### DATA SHOWN
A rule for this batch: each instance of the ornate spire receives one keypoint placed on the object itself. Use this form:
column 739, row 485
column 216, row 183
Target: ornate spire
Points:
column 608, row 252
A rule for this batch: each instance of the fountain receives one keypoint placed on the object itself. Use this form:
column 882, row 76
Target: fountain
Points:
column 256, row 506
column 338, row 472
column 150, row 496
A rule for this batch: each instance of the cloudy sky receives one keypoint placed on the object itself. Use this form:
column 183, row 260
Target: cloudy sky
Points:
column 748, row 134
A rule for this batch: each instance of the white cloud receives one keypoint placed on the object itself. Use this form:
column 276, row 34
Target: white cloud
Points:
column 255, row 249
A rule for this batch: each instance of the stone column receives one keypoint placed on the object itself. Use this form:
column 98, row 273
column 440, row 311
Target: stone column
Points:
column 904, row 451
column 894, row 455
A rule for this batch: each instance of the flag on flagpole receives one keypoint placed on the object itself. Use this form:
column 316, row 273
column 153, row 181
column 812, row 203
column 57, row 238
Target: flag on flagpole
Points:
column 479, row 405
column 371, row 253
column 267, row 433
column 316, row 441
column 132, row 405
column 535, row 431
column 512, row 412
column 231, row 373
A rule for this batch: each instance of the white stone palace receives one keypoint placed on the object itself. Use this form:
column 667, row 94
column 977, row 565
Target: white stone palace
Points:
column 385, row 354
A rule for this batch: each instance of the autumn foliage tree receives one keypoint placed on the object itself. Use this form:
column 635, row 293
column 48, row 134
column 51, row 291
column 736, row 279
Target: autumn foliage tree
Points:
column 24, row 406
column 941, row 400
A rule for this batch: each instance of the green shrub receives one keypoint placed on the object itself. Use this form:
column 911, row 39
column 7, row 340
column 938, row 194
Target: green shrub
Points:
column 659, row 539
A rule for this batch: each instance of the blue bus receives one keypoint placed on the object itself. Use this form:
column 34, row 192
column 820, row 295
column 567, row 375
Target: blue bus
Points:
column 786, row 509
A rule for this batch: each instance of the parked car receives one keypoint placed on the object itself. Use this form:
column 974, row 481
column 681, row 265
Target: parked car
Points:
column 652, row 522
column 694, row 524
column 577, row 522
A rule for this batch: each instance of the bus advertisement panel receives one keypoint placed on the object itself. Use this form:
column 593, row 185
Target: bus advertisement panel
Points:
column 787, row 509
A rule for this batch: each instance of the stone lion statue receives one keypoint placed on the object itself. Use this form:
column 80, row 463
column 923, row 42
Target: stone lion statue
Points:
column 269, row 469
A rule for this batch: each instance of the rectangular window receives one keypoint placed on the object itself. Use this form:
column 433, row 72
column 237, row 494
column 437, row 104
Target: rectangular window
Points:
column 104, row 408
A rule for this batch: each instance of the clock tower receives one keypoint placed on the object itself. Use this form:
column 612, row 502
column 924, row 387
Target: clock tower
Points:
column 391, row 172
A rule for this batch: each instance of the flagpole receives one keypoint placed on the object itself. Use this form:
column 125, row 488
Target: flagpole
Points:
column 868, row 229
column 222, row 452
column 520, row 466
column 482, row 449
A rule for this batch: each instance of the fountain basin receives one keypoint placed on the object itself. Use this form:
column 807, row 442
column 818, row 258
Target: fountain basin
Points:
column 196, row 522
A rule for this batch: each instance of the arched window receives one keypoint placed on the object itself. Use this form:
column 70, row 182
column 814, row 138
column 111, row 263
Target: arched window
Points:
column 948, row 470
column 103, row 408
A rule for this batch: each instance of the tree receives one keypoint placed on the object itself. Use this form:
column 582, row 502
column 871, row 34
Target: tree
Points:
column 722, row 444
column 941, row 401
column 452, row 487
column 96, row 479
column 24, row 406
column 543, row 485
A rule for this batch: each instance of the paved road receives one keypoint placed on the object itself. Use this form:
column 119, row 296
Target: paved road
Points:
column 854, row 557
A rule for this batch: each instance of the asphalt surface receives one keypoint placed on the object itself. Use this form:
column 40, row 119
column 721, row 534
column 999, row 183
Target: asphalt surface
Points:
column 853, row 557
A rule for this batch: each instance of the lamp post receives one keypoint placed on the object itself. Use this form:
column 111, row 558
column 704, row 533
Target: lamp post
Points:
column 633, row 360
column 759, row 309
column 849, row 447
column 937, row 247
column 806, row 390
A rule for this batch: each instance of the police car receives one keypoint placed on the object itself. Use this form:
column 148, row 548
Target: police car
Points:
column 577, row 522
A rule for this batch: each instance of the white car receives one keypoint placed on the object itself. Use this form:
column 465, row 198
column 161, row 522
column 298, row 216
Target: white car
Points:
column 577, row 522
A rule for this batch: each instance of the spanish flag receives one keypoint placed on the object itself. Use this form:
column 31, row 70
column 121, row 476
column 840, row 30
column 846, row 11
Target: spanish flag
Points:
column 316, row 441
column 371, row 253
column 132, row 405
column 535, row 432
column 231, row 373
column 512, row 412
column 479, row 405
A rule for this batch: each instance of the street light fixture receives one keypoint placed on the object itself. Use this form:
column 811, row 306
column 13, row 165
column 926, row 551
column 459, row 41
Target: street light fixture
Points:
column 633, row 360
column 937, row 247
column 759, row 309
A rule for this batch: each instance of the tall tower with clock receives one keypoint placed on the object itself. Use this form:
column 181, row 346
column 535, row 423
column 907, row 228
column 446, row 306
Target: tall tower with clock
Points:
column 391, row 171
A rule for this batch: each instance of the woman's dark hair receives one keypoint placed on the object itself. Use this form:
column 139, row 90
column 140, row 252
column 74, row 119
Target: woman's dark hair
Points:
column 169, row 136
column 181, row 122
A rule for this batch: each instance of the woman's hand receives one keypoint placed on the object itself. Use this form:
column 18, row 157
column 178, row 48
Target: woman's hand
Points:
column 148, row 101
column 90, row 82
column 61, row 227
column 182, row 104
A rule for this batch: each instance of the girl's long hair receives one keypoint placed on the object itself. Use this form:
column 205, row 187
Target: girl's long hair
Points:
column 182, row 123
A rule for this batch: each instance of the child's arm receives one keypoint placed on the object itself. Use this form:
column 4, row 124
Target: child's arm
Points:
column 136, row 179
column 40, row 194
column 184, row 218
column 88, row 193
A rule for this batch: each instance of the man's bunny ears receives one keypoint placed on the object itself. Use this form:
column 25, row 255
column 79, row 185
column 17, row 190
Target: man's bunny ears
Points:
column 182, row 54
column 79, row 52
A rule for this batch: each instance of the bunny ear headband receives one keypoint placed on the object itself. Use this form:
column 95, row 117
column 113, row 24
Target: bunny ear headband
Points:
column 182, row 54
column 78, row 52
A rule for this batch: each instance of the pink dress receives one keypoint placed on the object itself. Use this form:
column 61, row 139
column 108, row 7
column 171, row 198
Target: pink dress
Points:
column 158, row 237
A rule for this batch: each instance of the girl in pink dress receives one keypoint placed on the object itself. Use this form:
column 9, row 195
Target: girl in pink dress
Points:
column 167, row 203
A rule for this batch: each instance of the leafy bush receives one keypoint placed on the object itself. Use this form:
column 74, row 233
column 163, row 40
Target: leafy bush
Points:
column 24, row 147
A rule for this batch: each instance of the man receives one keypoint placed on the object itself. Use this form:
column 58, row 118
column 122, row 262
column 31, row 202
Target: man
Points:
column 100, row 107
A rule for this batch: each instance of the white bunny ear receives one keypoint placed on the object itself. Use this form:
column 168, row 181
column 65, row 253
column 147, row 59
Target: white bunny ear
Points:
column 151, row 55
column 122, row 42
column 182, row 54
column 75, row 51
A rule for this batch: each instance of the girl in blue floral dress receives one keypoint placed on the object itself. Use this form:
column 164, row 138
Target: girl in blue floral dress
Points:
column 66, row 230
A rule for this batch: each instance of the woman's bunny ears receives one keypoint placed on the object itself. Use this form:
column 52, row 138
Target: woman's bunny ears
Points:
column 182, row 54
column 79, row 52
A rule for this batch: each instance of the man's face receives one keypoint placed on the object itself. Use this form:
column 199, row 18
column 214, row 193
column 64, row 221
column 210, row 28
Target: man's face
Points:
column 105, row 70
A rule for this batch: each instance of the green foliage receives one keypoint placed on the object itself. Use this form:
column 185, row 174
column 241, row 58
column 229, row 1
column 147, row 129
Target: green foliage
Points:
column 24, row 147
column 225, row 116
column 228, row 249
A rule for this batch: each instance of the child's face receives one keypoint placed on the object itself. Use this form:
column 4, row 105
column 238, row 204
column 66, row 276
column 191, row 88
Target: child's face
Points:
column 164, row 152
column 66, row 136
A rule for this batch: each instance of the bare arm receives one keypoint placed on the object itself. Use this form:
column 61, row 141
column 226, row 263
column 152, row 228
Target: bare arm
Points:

### WRITTEN TASK
Copy the material word for word, from its first line through the line containing "column 894, row 455".

### THE REPLY
A rule for this batch: each instance of the ornate spire receives one keypoint placed on the object itself. Use this form:
column 739, row 485
column 216, row 183
Target: ornate spire
Points:
column 608, row 252
A rule for this batch: each instance of the fountain receives one keypoint placed on the object itself. Use this form:
column 882, row 76
Target: fountain
Points:
column 256, row 506
column 338, row 472
column 150, row 496
A rule for this batch: each instance of the cloudy sky receives one keypoint placed on the object itself. Use this form:
column 183, row 260
Target: cloudy sky
Points:
column 748, row 134
A rule for this batch: each instance of the white cloud receives one keypoint placed on the object itself. Use this form:
column 276, row 34
Target: white cloud
Points:
column 255, row 249
A rule for this batch: each instance of the stone column receives one keypoint placed on the object itself. Use this form:
column 98, row 273
column 440, row 311
Target: stone column
Points:
column 904, row 451
column 894, row 455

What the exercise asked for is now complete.